• [STATED TASK]: Write the next part of the reflection on caring for one's own body, starting right after its final sentence.

• [PROVIDED PASSAGE]:

Every time I think of praying this way, I can’t get past having to look at my body and trying to convince myself that it’s beautiful. I know it’s not–not without deconstructing and reconstructing my concept of beauty and that feels like a lot of work.
I was thinking about what I’d say to God about my body when a question came to me gently: What would you like to say to your body?
I pictured myself standing there and not looking away. Day after day, this old girl schleps me around and is often ignored and pushed beyond her limits. I’m grateful that she houses my thoughts, feelings and desires and does so much with them. “Thank you,” I’d say, but that’s not all.
I’d also say, “I’m sorry. I’m sorry I haven’t taken better care of you.”
I began to realize that loving my body isn’t just an exercise in learning to love how my body looks. Being okay with the fact that my body is not fashion magazine beautiful is important. But this doesn’t give me licence to neglect it. We wouldn’t think of owning a pet and not giving it proper food and exercise, yet that’s what I do to my body.
It might help to stop referring to my body as an “it” and use the pronouns “she” or “her” instead. Perhaps loving her means loving what my body is, knowing all about her, and responding to what she needs to be well. It means treating this old girl with the honour and attention she deserves. To do that, I would need to listen to her and hear how unprocessed feelings affect her. I’d need to ask her what she wants to eat, what’s sore and needs attention, and what needs to be a part of her daily and weekly rhythms.

• [DATASET RECORDS]:
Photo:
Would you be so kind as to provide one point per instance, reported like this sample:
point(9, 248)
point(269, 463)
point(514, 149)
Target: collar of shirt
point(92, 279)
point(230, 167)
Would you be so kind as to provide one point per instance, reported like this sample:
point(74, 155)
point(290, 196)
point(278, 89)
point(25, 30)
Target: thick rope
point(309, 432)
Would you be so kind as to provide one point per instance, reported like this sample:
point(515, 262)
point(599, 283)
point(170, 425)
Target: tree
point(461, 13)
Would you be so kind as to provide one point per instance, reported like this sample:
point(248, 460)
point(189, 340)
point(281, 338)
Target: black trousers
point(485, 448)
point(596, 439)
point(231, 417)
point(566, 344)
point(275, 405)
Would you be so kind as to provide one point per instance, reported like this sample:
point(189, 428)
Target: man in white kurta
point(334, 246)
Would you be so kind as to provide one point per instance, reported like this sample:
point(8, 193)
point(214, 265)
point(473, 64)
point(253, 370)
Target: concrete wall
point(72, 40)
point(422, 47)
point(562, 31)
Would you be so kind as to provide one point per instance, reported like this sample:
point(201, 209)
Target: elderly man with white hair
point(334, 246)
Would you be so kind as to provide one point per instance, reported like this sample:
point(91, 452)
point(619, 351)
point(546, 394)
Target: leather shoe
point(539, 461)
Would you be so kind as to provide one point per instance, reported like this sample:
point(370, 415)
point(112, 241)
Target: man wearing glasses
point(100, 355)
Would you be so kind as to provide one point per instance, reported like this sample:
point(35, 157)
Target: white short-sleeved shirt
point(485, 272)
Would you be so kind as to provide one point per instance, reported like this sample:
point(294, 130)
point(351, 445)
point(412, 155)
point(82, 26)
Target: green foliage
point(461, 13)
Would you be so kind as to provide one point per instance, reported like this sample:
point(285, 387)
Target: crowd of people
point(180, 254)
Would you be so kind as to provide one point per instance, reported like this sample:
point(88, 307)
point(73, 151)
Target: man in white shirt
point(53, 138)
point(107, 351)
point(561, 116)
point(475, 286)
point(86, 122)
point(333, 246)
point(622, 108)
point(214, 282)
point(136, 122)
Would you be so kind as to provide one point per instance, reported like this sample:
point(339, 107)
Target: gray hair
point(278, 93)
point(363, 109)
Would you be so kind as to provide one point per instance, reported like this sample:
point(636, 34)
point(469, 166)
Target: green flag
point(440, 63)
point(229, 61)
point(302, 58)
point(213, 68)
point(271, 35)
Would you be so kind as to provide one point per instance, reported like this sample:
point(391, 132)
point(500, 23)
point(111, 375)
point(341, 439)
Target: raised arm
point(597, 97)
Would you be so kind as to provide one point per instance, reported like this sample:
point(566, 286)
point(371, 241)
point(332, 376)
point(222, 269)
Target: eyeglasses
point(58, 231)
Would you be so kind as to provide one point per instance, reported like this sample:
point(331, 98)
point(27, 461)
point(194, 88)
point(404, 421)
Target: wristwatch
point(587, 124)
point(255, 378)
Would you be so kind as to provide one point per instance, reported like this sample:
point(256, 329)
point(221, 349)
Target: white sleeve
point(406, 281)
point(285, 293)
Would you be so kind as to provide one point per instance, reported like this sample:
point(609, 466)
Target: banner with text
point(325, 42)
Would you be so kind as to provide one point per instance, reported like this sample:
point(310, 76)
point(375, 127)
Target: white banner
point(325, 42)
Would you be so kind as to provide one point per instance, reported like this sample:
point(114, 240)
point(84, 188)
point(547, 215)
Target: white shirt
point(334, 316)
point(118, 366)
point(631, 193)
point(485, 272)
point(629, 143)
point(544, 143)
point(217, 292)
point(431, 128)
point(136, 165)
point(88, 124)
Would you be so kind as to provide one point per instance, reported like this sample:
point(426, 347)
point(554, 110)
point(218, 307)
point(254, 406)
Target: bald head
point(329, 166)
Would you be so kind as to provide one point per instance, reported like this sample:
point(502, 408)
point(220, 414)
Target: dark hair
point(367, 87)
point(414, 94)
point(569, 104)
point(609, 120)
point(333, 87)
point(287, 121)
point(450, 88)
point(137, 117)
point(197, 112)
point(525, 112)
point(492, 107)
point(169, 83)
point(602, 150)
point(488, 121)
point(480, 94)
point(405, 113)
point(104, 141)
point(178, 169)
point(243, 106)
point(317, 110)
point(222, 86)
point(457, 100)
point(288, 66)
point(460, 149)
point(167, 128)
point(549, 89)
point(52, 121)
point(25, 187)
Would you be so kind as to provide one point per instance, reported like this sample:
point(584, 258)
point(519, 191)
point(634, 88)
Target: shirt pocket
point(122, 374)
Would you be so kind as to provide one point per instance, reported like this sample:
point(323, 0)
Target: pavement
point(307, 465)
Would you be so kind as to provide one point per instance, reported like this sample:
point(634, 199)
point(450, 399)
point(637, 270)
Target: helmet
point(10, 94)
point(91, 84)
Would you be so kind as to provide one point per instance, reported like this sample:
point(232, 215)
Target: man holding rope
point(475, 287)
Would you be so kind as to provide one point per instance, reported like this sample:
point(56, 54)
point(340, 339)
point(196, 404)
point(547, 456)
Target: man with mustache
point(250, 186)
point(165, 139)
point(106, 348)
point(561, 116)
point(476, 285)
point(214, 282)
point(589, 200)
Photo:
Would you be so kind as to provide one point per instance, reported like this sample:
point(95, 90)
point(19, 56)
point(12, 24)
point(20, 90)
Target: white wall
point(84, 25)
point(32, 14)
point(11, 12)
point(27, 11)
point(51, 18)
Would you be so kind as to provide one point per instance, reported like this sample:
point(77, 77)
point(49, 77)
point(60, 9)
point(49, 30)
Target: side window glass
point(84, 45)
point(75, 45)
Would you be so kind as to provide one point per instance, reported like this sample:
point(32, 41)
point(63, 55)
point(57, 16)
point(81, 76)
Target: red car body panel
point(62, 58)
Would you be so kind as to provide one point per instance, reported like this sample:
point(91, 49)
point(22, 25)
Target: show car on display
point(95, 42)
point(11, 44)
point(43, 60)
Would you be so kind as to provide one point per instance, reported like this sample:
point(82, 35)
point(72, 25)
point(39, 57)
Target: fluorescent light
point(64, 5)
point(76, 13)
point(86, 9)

• [RESULT OF THIS TASK]:
I would need to make her a priority. Now, that’s big. I couldn’t imagine delaying a blog post or rescheduling a spiritual direction session so I’d have time to do my core exercises. That’s not going to happen. But I could make sure she doesn’t get squeezed out of my day. That requires reconfiguring what I think of as a valuable use of my time and not being so quick to do whatever strokes my ego, entertains my imagination . . . or tempts my taste buds.
I was about to defrost a bun to go with my pasta dinner. I stopped for a moment and asked my body what she wanted. “That’s a few too many carbs for me,” she said. I left the bun in the freezer. I know I won’t always be so compliant, but I’m grateful the moment that I was and hope this will happen more often.
Thursday morning as I listened to Pray As You Go, I was reassured that “the Word planted in our hearts always does its work.” That word is Christ, and it is God’s desire that I love and care for my whole self. God has begun this good work and will accomplish it (Philippians 1:6).
I don’t want my apology to my body to be empty words. So this is what I pray as I imagine myself standing naked in front of the mirror. Lord, help me to trust your good work. May you “produce fruit in keeping with repentance (Matthew 3:8).”
But the fruit of the spirit is kindness.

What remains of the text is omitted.